=== Source extract ===

Laws that heighten the dangers to vulnerable prostitutes violate Canada's basic values and cannot stand, the Supreme Court of Canada has ruled.

The unanimous 9-0 ruling shows that the country's most influential court, which now has a majority of its members appointed by Prime Minister Stephen Harper, is as unwilling as ever to defer to government when it perceives government using criminal laws in ways that put vulnerable people at risk of severe harm or death.

The ruling is one of the biggest since Canada's criminal law of abortion was struck down in 1988. A similar principle was at the heart of that case: Criminalizing people at risk will not be tolerated if it is done in such a way as to heighten risks. In this case, Ottawa argued that prostitutes bring the risks on themselves, but the court accepted that vulnerable people are not always in a position to avoid risk. "Many prostitutes have no meaningful choice," Chief Justice Beverley McLachlin wrote for the court.

The court's willingness to spend its political capital on the protection of prostitutes, by striking down laws with roots that go back decades, and even to pre-Confederation days, sends an unmistakable message to the Conservative government: Any new laws would have to "take seriously the safety concerns of people who are engaged in sex work," said Elaine Craig, a law professor at Dalhousie University.

Justice Minister Peter MacKay made it clear that he intends to continue to criminalize the sex trade. The government is "exploring all possible options to ensure the criminal law continues to address the significant harms that flow from prostitution to communities, those engaged in prostitution and vulnerable persons," he said.

The court suspended its ruling for a year, though it is doubtful that police and prosecutors will continue laying charges, which in Canada's backlogged lower courts could take more than a year to reach trial. "Current laws remain in place, so we have no plan to speak about it now," said Constable Brian Montague, a spokesman for the Vancouver Police Department, which he said already has policies that "reflect" the court's concerns. "The safety of sex workers is a priority for us and enforcement is often a last resort. Unfortunately it is still too early to speculate exactly how any changes to law will affect the policies and procedures of the VPD."

The court stressed that it offered no opinion on whether prostitution should be legal. It said most countries do attempt to control prostitution because of its potential for harm. "Parliament has the power to regulate against nuisances, but not at the cost of the health, safety and lives of prostitutes," Chief Justice McLachlin said in the ruling.

=== Data extracts ===

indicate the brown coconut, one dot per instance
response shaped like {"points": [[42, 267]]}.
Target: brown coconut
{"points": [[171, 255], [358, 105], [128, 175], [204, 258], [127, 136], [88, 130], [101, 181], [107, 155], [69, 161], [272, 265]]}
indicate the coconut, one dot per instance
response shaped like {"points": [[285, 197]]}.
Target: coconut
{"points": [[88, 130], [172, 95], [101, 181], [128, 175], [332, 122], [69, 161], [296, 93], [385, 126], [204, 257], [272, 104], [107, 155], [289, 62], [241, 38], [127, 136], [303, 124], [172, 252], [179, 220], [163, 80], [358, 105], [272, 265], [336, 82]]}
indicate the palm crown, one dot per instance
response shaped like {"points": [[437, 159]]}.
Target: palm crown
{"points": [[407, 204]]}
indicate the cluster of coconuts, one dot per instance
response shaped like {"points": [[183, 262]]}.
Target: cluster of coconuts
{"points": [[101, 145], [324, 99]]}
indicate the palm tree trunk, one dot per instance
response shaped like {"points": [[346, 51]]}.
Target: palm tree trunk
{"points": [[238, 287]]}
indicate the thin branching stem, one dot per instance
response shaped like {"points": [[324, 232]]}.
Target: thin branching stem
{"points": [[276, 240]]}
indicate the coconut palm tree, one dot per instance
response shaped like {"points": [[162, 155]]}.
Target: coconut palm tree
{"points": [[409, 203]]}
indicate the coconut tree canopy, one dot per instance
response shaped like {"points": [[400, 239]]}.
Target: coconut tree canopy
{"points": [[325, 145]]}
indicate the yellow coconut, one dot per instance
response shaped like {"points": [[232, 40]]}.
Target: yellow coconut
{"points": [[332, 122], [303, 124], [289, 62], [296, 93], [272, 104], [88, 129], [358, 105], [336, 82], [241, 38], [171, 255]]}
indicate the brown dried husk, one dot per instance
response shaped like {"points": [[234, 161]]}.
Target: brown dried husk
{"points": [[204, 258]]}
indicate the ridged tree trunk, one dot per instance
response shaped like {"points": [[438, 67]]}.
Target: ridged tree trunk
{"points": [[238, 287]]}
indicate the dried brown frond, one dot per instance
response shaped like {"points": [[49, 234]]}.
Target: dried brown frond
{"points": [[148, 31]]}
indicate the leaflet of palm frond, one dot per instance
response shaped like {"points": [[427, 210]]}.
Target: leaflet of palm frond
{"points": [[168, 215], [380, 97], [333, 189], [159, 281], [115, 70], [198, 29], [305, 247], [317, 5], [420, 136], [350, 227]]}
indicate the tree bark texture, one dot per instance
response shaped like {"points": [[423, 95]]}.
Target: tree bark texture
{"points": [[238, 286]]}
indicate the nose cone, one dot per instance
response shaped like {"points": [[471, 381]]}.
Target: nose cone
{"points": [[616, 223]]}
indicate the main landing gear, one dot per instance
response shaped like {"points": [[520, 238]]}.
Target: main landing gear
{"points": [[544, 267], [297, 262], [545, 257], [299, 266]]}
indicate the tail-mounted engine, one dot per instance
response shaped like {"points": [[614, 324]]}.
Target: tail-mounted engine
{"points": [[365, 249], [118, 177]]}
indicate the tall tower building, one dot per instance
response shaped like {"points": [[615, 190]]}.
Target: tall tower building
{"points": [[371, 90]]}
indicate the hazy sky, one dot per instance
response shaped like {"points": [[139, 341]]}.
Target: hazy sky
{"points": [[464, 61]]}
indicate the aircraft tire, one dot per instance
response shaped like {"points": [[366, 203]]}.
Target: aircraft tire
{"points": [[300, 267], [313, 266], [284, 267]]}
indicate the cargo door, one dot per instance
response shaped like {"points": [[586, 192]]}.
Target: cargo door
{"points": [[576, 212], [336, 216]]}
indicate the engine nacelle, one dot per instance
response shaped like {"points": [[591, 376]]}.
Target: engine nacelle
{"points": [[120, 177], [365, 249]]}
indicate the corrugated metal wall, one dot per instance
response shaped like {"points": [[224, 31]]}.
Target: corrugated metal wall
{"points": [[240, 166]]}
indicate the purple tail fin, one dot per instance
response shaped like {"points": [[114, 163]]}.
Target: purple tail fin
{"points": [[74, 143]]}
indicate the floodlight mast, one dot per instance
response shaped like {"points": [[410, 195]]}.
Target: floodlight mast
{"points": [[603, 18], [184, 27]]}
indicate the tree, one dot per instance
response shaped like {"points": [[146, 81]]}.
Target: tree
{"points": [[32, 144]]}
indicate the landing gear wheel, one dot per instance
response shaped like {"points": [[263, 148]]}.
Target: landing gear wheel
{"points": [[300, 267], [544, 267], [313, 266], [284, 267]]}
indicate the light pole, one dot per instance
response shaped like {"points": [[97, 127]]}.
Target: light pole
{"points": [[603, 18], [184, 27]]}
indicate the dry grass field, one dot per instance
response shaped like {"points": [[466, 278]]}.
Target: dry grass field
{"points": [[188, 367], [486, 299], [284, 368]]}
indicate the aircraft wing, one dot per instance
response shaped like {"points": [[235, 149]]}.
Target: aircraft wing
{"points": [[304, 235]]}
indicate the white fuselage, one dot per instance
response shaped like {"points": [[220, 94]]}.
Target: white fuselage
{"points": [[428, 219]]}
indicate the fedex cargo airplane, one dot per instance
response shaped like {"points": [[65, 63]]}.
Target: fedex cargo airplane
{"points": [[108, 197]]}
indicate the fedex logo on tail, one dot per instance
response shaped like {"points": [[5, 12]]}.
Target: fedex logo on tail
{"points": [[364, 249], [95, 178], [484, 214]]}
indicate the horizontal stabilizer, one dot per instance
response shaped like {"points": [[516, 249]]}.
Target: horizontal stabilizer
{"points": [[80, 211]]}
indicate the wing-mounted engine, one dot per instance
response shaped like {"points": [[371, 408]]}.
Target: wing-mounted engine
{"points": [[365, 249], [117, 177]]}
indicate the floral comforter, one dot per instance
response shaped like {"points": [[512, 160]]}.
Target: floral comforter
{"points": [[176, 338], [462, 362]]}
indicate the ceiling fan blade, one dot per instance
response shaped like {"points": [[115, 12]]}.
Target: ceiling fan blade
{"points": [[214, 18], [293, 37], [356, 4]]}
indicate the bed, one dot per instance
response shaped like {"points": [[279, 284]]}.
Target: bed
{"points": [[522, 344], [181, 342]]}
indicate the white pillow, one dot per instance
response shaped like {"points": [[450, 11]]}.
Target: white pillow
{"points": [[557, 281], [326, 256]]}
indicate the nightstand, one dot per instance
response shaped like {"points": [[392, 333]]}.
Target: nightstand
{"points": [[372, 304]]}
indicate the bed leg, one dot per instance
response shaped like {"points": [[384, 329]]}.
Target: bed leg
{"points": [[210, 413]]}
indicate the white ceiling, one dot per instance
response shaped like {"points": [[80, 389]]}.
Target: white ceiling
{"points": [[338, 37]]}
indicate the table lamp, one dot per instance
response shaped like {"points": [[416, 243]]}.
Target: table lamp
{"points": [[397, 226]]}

===

**Questions to answer:**
1 > In the article on the Supreme Court of Canada's prostitution ruling, for how long did the court suspend its ruling?
2 > Carry on the article on the Supreme Court of Canada's prostitution ruling from its last sentence.

**Expected outputs:**
1 > For one year.

2 >
She pointed Mr. MacKay in a potential direction: keeping some aspects of the current laws. The court struck down bans on street solicitation, brothels and living off the avails of prostitution. But it said they are all intertwined and have an impact on one another. "Greater latitude in one measure – for example, permitting prostitutes to obtain the assistance of security personnel – might impact on the constitutionality of another measure – for example, forbidding the nuisances associated with keeping a bawdy-house. The regulation of prostitution is a complex and delicate matter. It will be for Parliament, should it choose to do so, to devise a new approach, reflecting different elements of the existing regime."

The unanimity tells Mr. MacKay that pleas for deference to legislators will fall on deaf ears if a law's purposes – in this case, controlling neighbourhood nuisances – are out of whack with the damage to those who are unable to get out of harm's way. It is much the same message as the court delivered two years ago when the federal government tried to close down Insite, a Vancouver clinic at which addicts can inject illegal drugs under a nurse's supervision. In that case, the court, with only two members appointed by Mr. Harper, was unanimous that the government could not act in ways that put vulnerable addicts at risk of death.

Chief Justice McLachlin explained how the current laws make prostitutes vulnerable: The ban on brothels prevents them from working in safer indoor locations. The law against living off the avails of prostitution is intended for pimps, but also bans drivers, managers, bodyguards, accountants and receptionists. The ban on street solicitation prevents prostitutes from weeding out dangerous clients.